== GIVEN PASSAGE

Tuesday, July 10, 2007

sad, elderly, attention seeking cat-woman, virb page, i-tunes, website coming soon


Lots to cover...LOTS to cover.

Do you want to start with the ridiculous story or with newsy bits? Newsy bits? O.K., but I make no claim on what bits of the news they are.....just so we're clear.

1. Eyes of the Exception is up on i-tunes!!!! So for those of you who rarely buy actual CD's and don't care about all the love and affection Jeremy Mitchell put into this project, you can just go to charlie's i-tunes page and download yourself out (or in). Make sure to write an i-tunes review if you like it (you can do that even if you didn't buy it there!) If my attempt at a link didn't work, just go to i-tunes and type my name in the upper right search place.

2. I now hava a virb page, which is like myspace, but I can put lots more songs and pictures on it and you don't get spammed with anatomy enlargement ads or skanky people. www.virb.com/charliedodrill I'll be the guy with the penguin body (check it out...pretty funny...Amy Stroup did that). Again, if my link didn't work, it's www.virb.com/charliedodrill.

====
== PROVIDED MATERIAL

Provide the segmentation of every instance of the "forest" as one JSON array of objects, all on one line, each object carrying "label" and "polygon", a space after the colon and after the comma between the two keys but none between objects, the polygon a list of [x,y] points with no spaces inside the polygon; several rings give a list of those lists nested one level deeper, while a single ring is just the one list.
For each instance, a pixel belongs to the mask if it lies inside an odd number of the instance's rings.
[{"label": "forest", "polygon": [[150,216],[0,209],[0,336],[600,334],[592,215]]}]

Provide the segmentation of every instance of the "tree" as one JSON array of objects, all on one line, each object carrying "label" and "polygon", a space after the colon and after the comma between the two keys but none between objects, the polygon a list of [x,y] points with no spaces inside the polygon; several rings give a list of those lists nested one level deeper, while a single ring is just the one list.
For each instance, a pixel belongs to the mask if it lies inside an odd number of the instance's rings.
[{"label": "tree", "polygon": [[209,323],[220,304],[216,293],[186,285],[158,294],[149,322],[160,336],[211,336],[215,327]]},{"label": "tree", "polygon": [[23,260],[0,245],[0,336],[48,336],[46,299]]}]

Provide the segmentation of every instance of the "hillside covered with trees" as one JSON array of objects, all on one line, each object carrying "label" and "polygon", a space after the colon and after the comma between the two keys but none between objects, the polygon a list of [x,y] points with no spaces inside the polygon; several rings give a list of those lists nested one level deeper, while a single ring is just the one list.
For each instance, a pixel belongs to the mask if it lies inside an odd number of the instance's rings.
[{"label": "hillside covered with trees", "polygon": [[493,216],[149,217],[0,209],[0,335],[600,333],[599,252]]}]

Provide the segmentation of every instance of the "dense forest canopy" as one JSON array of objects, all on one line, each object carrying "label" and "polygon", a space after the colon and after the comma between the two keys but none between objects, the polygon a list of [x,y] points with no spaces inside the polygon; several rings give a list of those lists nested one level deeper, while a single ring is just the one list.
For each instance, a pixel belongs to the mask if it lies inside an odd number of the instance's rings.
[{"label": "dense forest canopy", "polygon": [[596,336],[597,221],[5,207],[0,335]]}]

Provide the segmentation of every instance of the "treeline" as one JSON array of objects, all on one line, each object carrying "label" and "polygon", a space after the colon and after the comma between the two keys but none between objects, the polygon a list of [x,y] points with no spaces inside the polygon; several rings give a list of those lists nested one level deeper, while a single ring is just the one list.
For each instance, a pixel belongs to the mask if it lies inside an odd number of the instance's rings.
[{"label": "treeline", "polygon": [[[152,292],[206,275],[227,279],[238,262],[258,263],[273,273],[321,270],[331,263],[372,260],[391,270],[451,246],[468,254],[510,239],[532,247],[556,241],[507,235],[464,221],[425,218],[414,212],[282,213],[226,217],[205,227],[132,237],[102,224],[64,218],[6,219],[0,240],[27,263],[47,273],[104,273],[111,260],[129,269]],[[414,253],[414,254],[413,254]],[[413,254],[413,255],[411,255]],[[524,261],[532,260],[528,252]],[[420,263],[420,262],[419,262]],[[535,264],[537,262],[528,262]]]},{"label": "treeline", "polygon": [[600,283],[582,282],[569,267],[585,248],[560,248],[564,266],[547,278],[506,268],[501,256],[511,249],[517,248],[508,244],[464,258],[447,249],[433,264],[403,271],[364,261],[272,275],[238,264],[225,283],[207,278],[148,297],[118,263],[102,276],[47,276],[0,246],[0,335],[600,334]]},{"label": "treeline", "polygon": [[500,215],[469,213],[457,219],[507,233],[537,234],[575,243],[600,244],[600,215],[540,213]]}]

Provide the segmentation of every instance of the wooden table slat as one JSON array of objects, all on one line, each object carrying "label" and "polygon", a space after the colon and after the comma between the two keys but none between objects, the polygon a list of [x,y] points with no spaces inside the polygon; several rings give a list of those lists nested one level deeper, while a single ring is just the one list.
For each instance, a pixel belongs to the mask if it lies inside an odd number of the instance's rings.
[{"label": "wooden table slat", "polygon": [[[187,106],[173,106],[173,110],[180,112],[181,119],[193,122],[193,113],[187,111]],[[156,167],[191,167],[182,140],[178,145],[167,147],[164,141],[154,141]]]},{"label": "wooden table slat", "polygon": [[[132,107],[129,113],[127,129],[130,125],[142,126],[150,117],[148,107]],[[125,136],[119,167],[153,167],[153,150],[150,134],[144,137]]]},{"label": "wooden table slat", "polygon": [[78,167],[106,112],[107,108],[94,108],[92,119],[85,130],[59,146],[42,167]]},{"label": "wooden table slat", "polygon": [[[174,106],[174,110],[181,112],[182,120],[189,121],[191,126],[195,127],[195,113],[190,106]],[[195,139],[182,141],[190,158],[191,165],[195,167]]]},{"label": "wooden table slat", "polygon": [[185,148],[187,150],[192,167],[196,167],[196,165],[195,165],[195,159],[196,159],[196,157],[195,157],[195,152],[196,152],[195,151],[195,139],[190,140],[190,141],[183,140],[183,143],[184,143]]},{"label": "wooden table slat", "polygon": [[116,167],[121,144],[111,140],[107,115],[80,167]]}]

====

STATED EXERCISE
From the blog post, extract the passage that begins at the words "Do you want" and stops after the words "so we're clear.". Copy it word for word.

SOLUTION FOR THIS EXERCISE
Do you want to start with the ridiculous story or with newsy bits? Newsy bits? O.K., but I make no claim on what bits of the news they are.....just so we're clear.